Data supplied ::

◆ ◆ ◆ ◆ ◆

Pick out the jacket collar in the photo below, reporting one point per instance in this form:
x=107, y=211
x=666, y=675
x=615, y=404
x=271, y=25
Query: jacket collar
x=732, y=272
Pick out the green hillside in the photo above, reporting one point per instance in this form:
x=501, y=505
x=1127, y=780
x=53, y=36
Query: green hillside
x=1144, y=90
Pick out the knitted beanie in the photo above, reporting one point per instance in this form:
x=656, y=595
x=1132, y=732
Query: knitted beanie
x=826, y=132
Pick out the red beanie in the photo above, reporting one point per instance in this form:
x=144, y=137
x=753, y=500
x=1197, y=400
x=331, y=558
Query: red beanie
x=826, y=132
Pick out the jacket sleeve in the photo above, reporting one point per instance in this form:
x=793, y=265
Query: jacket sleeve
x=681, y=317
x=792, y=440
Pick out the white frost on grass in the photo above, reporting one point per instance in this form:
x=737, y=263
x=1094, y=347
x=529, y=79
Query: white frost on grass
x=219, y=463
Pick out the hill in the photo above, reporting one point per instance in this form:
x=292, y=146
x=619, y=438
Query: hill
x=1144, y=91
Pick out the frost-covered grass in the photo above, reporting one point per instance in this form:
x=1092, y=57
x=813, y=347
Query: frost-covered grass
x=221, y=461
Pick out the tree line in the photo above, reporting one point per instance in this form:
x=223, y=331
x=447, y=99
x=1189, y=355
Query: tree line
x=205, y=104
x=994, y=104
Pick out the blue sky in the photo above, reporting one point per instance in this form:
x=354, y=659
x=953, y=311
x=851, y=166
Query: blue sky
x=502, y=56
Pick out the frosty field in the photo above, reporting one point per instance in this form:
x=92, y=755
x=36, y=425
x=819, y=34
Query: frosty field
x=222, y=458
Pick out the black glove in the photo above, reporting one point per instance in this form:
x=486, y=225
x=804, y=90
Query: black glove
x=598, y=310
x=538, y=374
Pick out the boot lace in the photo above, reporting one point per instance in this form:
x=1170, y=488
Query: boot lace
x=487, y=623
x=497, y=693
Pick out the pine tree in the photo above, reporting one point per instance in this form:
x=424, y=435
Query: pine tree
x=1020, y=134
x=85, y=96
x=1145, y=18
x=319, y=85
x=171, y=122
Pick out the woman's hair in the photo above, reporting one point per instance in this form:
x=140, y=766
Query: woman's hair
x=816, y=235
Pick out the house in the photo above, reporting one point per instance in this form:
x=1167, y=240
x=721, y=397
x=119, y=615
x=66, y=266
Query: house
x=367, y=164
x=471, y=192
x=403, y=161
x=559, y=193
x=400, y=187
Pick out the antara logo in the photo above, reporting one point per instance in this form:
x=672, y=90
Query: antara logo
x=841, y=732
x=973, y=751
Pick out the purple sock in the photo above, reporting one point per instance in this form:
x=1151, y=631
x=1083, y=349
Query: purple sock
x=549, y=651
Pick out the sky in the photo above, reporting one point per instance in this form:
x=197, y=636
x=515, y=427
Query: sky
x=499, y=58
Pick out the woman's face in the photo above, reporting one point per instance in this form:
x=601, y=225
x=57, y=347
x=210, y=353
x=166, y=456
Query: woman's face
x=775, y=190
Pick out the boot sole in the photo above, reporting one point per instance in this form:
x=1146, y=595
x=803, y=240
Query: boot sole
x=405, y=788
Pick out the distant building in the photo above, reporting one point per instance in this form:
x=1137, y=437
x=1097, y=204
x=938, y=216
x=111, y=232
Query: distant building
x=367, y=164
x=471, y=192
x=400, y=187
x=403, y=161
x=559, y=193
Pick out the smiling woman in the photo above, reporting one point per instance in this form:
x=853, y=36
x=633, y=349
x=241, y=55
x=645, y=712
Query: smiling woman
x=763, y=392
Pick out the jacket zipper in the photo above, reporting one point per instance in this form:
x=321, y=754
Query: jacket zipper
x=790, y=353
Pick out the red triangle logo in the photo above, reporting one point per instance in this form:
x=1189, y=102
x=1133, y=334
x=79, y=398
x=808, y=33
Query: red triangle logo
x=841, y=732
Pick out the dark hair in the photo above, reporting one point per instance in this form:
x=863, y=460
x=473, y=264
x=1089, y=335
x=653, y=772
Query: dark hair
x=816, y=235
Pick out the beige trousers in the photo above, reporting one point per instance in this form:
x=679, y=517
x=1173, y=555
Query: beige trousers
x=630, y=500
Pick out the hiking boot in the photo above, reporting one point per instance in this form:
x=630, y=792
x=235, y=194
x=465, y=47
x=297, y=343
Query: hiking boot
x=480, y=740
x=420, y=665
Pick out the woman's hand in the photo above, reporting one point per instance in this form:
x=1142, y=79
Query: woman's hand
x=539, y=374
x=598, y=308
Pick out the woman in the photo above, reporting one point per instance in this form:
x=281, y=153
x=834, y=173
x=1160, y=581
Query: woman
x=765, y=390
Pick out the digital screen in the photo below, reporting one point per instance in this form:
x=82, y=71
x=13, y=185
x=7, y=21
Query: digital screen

◆ ◆ ◆ ◆ ◆

Task brief :: Copy out the full set of entries without altering anything.

Solution to this task ::
Pick out the jacket collar in the photo below, reporting one point per instance in this form:
x=107, y=211
x=666, y=675
x=615, y=404
x=271, y=25
Query: jacket collar
x=732, y=272
Pick out the green hillside in the photo above, reporting one point per instance in this form:
x=501, y=505
x=1127, y=780
x=53, y=36
Query: green hillside
x=1144, y=90
Pick out the knitted beanie in the photo above, reporting one point per instance in this form:
x=656, y=595
x=1132, y=732
Query: knitted beanie
x=826, y=132
Pick out the red beanie in the photo above, reporting one point per instance in this form:
x=144, y=137
x=753, y=500
x=1197, y=400
x=331, y=558
Query: red beanie
x=826, y=132
Pick out the jacket sleeve in the photo above, reporting one point per instance in this form:
x=793, y=265
Query: jacket sleeve
x=681, y=317
x=792, y=440
Pick out the white frost on grass in the photo above, reporting one point per instance in this form:
x=737, y=263
x=1094, y=347
x=529, y=79
Query: white frost on grass
x=219, y=463
Pick out the hill in the photo above, reporting one point per instance in this form:
x=292, y=146
x=619, y=438
Query: hill
x=1144, y=91
Pick out the frost-covered grass in the photo above, reporting one point per instance in this form:
x=1092, y=57
x=813, y=347
Query: frost-covered grass
x=221, y=461
Pick out the tree line in the photo above, reporting one point per instance in this form:
x=223, y=331
x=447, y=99
x=1189, y=355
Query: tree line
x=205, y=104
x=994, y=104
Pick out the blue sky in the photo above, reporting one point per instance in this form:
x=354, y=659
x=953, y=311
x=851, y=166
Query: blue sky
x=502, y=56
Pick out the frosty field in the photo above, reporting one point per instance in this form:
x=92, y=755
x=36, y=425
x=819, y=34
Query: frosty field
x=222, y=458
Pick out the black glove in the photo above, reporting one point per instance in this form:
x=486, y=225
x=804, y=90
Query: black glove
x=598, y=310
x=538, y=374
Pick out the boot lace in the photo above, reporting one point per instance in this form:
x=1170, y=488
Query: boot lace
x=487, y=623
x=497, y=693
Pick out the pine tree in the photo above, reporting one point per instance in this form:
x=424, y=435
Query: pine tree
x=1020, y=134
x=85, y=96
x=1145, y=18
x=319, y=85
x=171, y=122
Pick out the woman's hair in the photo above, reporting one point per instance in this form:
x=140, y=766
Query: woman's hair
x=816, y=235
Pick out the house in the photo above, reporting one point per instance in this form:
x=1167, y=240
x=721, y=397
x=119, y=615
x=66, y=266
Query: house
x=367, y=164
x=471, y=192
x=403, y=161
x=559, y=193
x=400, y=187
Pick out the antara logo in the photo above, reporting one point per instance in this form:
x=672, y=90
Query: antara logo
x=841, y=732
x=973, y=751
Pick out the purple sock in the photo above, reporting one point per instance in this form:
x=1151, y=631
x=1083, y=349
Query: purple sock
x=549, y=651
Pick out the sky in the photo above, reporting one point per instance in this form:
x=197, y=636
x=515, y=427
Query: sky
x=499, y=58
Pick out the woman's face in the photo above, reporting one point per instance in this form:
x=601, y=225
x=57, y=347
x=210, y=353
x=166, y=456
Query: woman's face
x=775, y=190
Pick out the boot sole in the photo above, reporting one point per instance in this form:
x=1146, y=595
x=803, y=240
Query: boot sole
x=405, y=788
Pick out the distant building in the photo above, reporting one point per instance in this form:
x=1137, y=437
x=1097, y=204
x=938, y=216
x=111, y=232
Query: distant building
x=367, y=164
x=471, y=192
x=400, y=187
x=403, y=161
x=559, y=193
Pick out the smiling woman in the photo above, reporting one point per instance in this form:
x=853, y=36
x=633, y=349
x=241, y=55
x=645, y=712
Query: smiling woman
x=763, y=392
Pick out the jacket zipper in the photo above, reporting one point per instance in this form:
x=321, y=754
Query: jacket zipper
x=790, y=353
Pick out the red triangle logo in the photo above, reporting one point per instance in this form:
x=1189, y=102
x=1133, y=334
x=79, y=398
x=808, y=33
Query: red triangle logo
x=841, y=732
Pick out the dark hair in the photo above, reporting one point per instance in this form:
x=863, y=460
x=473, y=264
x=1089, y=335
x=653, y=772
Query: dark hair
x=816, y=235
Pick out the beige trousers in the photo above, reporting one point per instance in this form:
x=679, y=517
x=1173, y=555
Query: beige trousers
x=630, y=500
Pick out the hiking boot in the photo above, reporting one point per instance in this form:
x=630, y=792
x=235, y=194
x=465, y=47
x=297, y=343
Query: hiking boot
x=480, y=740
x=420, y=665
Pick out the woman's hand in the photo above, reporting one point per instance in this form:
x=1142, y=79
Query: woman's hand
x=539, y=374
x=598, y=308
Pick out the woman in the photo above, reporting one point per instance in this form:
x=281, y=153
x=834, y=173
x=1160, y=581
Query: woman
x=765, y=390
Pick out the digital screen in the photo below, reporting one point per instance in this form:
x=82, y=71
x=13, y=185
x=7, y=21
Query: digital screen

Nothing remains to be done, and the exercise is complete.